== What to work on ==
Write out each line of the listing as it stands, without the images.

((

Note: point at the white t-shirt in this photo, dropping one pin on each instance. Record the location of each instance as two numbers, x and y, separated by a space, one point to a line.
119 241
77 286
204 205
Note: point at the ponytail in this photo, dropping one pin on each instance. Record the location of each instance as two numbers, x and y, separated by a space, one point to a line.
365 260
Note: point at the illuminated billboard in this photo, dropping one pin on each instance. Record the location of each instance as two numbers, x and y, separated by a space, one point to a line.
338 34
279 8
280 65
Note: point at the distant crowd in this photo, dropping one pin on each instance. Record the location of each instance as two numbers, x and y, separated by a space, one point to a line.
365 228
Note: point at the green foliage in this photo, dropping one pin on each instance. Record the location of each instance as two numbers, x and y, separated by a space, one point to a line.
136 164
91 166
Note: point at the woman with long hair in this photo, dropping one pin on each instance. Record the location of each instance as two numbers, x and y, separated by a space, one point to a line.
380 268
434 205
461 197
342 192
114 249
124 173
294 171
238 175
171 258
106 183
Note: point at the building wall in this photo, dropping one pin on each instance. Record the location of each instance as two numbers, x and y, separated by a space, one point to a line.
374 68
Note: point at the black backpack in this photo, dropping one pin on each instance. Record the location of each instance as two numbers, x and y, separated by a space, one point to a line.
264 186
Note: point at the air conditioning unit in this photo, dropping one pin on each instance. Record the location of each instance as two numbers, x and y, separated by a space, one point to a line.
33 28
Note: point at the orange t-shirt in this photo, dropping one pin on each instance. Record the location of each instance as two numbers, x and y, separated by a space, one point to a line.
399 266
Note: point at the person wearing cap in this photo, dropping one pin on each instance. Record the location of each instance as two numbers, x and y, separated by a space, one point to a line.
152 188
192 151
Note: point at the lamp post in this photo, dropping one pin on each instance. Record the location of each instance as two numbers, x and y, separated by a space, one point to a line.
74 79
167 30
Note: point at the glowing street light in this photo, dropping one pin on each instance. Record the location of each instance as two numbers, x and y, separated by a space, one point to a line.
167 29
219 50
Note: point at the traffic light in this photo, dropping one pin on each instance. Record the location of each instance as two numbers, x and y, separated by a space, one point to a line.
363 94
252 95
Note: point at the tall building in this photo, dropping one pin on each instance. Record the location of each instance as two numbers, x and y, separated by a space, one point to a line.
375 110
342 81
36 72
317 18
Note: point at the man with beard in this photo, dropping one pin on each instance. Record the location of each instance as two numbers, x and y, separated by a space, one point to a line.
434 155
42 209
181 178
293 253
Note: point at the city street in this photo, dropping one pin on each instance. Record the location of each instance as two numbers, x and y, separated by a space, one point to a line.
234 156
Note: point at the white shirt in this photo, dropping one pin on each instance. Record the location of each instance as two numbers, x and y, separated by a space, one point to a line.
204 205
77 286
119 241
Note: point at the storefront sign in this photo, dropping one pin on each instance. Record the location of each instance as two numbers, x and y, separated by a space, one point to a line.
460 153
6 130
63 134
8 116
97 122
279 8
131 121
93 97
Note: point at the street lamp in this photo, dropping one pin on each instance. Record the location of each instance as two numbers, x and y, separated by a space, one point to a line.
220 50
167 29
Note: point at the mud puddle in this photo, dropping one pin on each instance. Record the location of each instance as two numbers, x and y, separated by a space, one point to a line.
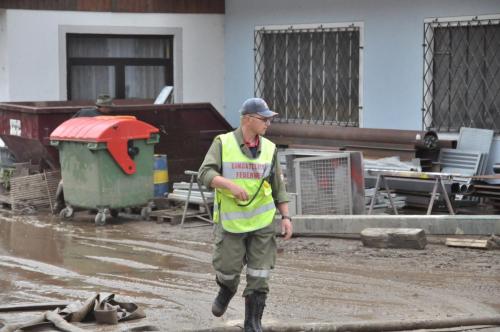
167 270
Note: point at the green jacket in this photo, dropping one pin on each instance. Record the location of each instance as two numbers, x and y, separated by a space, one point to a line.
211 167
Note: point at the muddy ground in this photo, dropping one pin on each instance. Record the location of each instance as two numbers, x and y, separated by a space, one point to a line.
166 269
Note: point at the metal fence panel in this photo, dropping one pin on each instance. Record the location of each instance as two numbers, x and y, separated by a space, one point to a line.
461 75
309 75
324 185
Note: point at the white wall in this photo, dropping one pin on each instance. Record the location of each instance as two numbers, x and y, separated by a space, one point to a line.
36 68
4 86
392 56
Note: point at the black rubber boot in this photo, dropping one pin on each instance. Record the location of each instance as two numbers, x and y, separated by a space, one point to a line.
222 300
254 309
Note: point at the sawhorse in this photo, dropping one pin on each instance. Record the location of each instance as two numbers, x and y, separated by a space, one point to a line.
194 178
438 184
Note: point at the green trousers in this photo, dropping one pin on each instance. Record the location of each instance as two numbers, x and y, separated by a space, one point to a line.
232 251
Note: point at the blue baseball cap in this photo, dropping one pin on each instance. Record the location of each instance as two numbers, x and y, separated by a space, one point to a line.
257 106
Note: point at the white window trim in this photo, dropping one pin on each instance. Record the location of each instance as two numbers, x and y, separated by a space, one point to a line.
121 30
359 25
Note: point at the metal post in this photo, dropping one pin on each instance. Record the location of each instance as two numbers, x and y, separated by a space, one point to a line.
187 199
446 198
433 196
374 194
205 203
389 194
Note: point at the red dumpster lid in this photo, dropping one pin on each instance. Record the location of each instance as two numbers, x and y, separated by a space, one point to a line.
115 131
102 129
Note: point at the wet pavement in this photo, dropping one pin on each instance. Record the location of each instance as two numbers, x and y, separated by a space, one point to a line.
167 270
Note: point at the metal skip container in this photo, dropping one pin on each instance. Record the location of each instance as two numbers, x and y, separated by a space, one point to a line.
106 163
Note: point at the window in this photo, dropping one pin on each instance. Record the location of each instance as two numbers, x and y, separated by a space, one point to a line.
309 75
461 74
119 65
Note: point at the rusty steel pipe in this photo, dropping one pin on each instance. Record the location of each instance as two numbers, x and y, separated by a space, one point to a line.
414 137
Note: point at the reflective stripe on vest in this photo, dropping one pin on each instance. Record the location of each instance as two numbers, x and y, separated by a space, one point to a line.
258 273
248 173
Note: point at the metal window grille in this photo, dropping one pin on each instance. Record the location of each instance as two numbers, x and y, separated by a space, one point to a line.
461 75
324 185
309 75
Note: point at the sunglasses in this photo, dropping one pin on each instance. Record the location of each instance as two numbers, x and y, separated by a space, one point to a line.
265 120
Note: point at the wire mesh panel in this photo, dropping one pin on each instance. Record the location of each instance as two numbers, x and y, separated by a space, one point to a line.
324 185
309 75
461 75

))

== The response ==
Note: point at the white t-shirt in this photo, dropping one pin on each instance. Record the location of each instance as two numbers, x and y, separated by a space, one point to a line.
119 241
77 286
204 205
Note: point at the ponytail in this photo, dropping one pin on each instance. Record the location of each instance as two numbers, x and y, separated by a space, one point to a line.
365 260
Note: point at the illuminated billboard in this photo, dropping one pin on each instance. Record the location of each instance as two numbers, x and y, separated by a space, one point to a line.
338 34
279 8
280 65
Note: point at the distant crowd in this photo, dropping one pin on each instance. Record the location of each instance as two numbers, x and y, separated by a space, one point to a line.
365 228
Note: point at the green foliage in this photo, dropping one pin on each instance. Record the location of each instance as two numbers, x and y, separated by a space, one point to a line.
136 164
91 166
Note: point at the woman with long hair in this photo, dropping one pin on each instance. Record the location of each instance as two numbers, x and y, separated by a space, one point to a line.
380 268
434 205
461 197
342 192
114 249
124 173
294 171
238 175
171 258
106 183
Note: point at the building wall in this photo, dropping one pin on each instance. Record the location of each instance as two numbers, x and y, separated by a space, one point to a line.
374 68
Note: point at the black backpack in this photo, dropping one pin on each instance. Record the location of each instance as two numbers, x and y, separated by a space, one point to a line.
264 186
Note: point at the air conditioning unit in this photo, dropping one pin on each instance. Record the location of each instance as two numbers, x and y, separated by a space, one point to a line.
33 28
Note: point at the orange t-shirt in this photo, dropping one pin on each instance. Record the location of each instance as two numbers, x and y, separated by a space, one point to a line.
399 266
Note: point at the person wearing cap in this photo, dropping one pin on each instance. Record the location of each instance as two numbers, x and y, separated by a space, one point to a line.
152 188
192 151
Note: point at the lamp post in this photo, dropping one pin on each instance. Record the location of each instance as two numbers, x and y, separated by a space, one point to a line.
74 79
167 30
Note: point at the glowing street light in this photo, dropping one pin on each instance. Record the location of each instance as two numbers, x and y, separated by a space, one point to a line.
167 29
219 50
Note: point at the traffic light in this photo, dropping one pin on each instance. Record the location of each instance as two numbers, x and y, separated by a space, one point to a line.
363 94
252 95
Note: point at the tall building in this photo, dropping one pin on each instance. Record the location of each instance as two numbers, x and y, separated by a space, one point to a line.
375 110
342 81
36 72
317 18
Note: point at the man with beard in this photo, dropping one pin on each instance. Record the location of each instance as two numbers, x and y, separated by a space, one point to a line.
434 155
42 209
181 178
293 253
Note: point at the city street in this photo, dropping one pin on each instance. Record the location of each instance as two numbers, x and y, separated by a space, one point to a line.
234 156
Note: point at the white shirt in this photo, dropping one pin on each instance. Record the location of each instance as two numbers, x and y, separated by a space, one point to a line.
204 205
77 286
119 241
Note: point at the storefront sign in this photo, dropping one pin on each instance. Record the location of each instance as two numbers, x and y, separated by a space, one point to a line.
460 153
6 130
63 134
8 116
97 122
279 8
131 121
93 97
Note: point at the street lamp in this photo, dropping one pin on each instance. Record the location of each instance as two numbers, x and y, separated by a space, one point to a line.
220 50
167 29
Note: point at the mud puddle in this photo, dropping one pin on each instance. Record the location of each instance as two numbers, x and y, separated by a space, one point to a line.
167 270
Note: point at the green jacket in this photo, dropping one pin on each instance. Record the location of each instance as two numbers, x and y, separated by a space, one point to a line.
211 167
Note: point at the muddy ground in this photo, dropping one pin on each instance. Record the location of each instance as two numbers, x and y, separated by a space, one point to a line.
166 269
Note: point at the metal fence panel in this photo, dropping one pin on each instance. Record the location of each instance as two numbers, x and y, separated by a space, one point to a line.
461 75
309 75
324 185
Note: point at the white wall in this photo, dropping one pin on each instance. Record the location of each instance as two numbers, x and y, separated by a space, one point to a line.
36 68
4 86
392 56
Note: point at the black rubber boot in this photo, dropping one pin on each instance. Record the location of each instance as two numbers, x and y, separated by a space, one point to a line.
222 300
254 309
Note: point at the sawhorse in this photo, dropping one pin on each instance. Record the location of each instance as two numbers, x and y, separated by a space, one point to a line.
194 178
438 184
Note: point at the green trousers in this photo, dropping one pin on each instance. Record the location of each instance as two numbers, x and y, separated by a space, one point to a line.
232 251
Note: point at the blue baseball cap in this photo, dropping one pin on each instance. Record the location of each instance as two numbers, x and y, separated by a space, one point to a line.
257 106
Note: point at the white window trim in this photo, dropping one pin on each instance. Record the location of each instance as two numbers, x and y, separated by a space, one point to a line.
121 30
359 25
Note: point at the metal post in this photo, dropping one pin on each instance. Record the location of each instance as two numbers, x and y, separated by a space, one point to a line.
187 199
446 198
433 196
374 194
205 203
389 194
Note: point at the red dumpster lid in this photo, dropping one pin on each instance. Record the location of each instance as two numbers, x and y, separated by a space, one point to a line.
115 131
102 129
Note: point at the wet pavement in this photo, dropping one pin on each instance. Record the location of each instance as two numbers, x and y, separated by a space, one point to a line.
167 270
Note: point at the metal skip container in this photo, dropping one pin on each instance. Record the location of each instance as two numbers, x and y, separated by a space, one point to a line.
106 163
Note: point at the window in this photo, dropping one pin on each instance. Record the location of each instance as two numbers, x and y, separated by a space, one point to a line.
309 75
461 74
119 65
Note: point at the rusty steel pipe in this photo, dropping one pin on each instance. Record the location of each instance as two numbers, x and y, separated by a space, one point to a line.
414 137
Note: point at the reflective stripe on vest in this photo, dropping one pin on each instance. Record the location of each instance as two numbers, x and y, separated by a space, one point to a line.
258 273
248 173
Note: point at the metal window grille in this photo, dropping one pin on each instance. Record the location of each instance as two numbers, x and y, separated by a space, one point to a line.
461 75
324 185
309 75
Note: point at the sunglasses in this photo, dropping one pin on each instance. Record the location of each instance as two numbers, x and y, separated by a space, one point to a line.
265 120
Note: point at the wire mesh panel in this photo, dropping one pin on each instance. Record the location of each instance as two numbers, x and y, separated by a space, one point to a line.
324 185
309 75
461 75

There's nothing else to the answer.